* WORK TO DO: Please pick out and copy every line below that contains the word "dark".

Data entries:
────

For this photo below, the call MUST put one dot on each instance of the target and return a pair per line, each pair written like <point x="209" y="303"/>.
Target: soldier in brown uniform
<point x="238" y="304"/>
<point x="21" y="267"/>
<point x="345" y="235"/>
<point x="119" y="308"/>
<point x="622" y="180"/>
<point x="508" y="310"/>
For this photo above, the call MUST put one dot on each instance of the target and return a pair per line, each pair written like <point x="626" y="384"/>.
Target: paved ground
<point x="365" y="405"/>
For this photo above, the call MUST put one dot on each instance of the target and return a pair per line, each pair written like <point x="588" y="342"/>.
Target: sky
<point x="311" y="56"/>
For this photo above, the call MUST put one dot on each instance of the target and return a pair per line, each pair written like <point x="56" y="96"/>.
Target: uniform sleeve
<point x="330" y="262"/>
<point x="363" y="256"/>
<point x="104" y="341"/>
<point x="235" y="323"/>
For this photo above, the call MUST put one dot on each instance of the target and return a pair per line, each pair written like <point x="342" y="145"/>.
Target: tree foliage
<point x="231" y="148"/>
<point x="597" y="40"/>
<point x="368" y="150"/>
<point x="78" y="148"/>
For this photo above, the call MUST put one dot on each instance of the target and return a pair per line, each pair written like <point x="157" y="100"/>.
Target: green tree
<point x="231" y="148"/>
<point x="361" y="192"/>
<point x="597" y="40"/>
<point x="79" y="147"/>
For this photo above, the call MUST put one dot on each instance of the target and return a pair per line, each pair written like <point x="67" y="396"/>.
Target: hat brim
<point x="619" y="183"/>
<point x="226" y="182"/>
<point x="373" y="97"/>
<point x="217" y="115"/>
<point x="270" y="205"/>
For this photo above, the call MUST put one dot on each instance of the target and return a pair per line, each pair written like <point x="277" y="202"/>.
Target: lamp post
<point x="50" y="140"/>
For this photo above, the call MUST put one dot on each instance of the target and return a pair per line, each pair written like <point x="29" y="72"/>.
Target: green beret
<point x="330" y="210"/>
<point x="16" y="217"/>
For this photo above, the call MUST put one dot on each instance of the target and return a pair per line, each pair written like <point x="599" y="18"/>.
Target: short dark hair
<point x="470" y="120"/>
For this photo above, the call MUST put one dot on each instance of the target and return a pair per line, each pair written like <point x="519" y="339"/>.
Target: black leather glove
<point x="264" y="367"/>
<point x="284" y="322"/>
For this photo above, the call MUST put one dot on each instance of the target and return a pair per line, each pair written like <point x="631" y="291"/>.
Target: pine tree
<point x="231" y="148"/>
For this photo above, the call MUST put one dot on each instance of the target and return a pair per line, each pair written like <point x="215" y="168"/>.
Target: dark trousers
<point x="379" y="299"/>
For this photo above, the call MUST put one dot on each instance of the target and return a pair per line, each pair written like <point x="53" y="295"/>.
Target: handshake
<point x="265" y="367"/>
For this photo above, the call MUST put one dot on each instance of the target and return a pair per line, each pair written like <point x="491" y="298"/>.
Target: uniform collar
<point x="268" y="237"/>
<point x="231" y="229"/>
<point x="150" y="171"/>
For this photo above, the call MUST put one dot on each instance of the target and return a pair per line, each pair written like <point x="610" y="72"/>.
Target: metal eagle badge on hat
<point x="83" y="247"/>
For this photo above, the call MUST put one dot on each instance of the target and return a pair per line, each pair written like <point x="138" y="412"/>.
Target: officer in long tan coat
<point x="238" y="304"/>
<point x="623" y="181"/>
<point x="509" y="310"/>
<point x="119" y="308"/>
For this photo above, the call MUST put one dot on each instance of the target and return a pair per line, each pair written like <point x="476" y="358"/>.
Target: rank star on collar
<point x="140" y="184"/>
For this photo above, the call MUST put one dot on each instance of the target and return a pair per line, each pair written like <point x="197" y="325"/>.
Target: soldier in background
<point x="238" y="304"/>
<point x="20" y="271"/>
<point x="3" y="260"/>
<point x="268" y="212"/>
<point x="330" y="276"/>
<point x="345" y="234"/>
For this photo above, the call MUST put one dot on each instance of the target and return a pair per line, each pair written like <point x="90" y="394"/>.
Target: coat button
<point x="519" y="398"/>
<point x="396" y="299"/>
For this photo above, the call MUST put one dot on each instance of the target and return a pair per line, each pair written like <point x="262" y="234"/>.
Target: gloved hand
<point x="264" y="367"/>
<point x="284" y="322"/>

────

* COMPLETE OUTPUT:
Target: short dark hair
Target: dark trousers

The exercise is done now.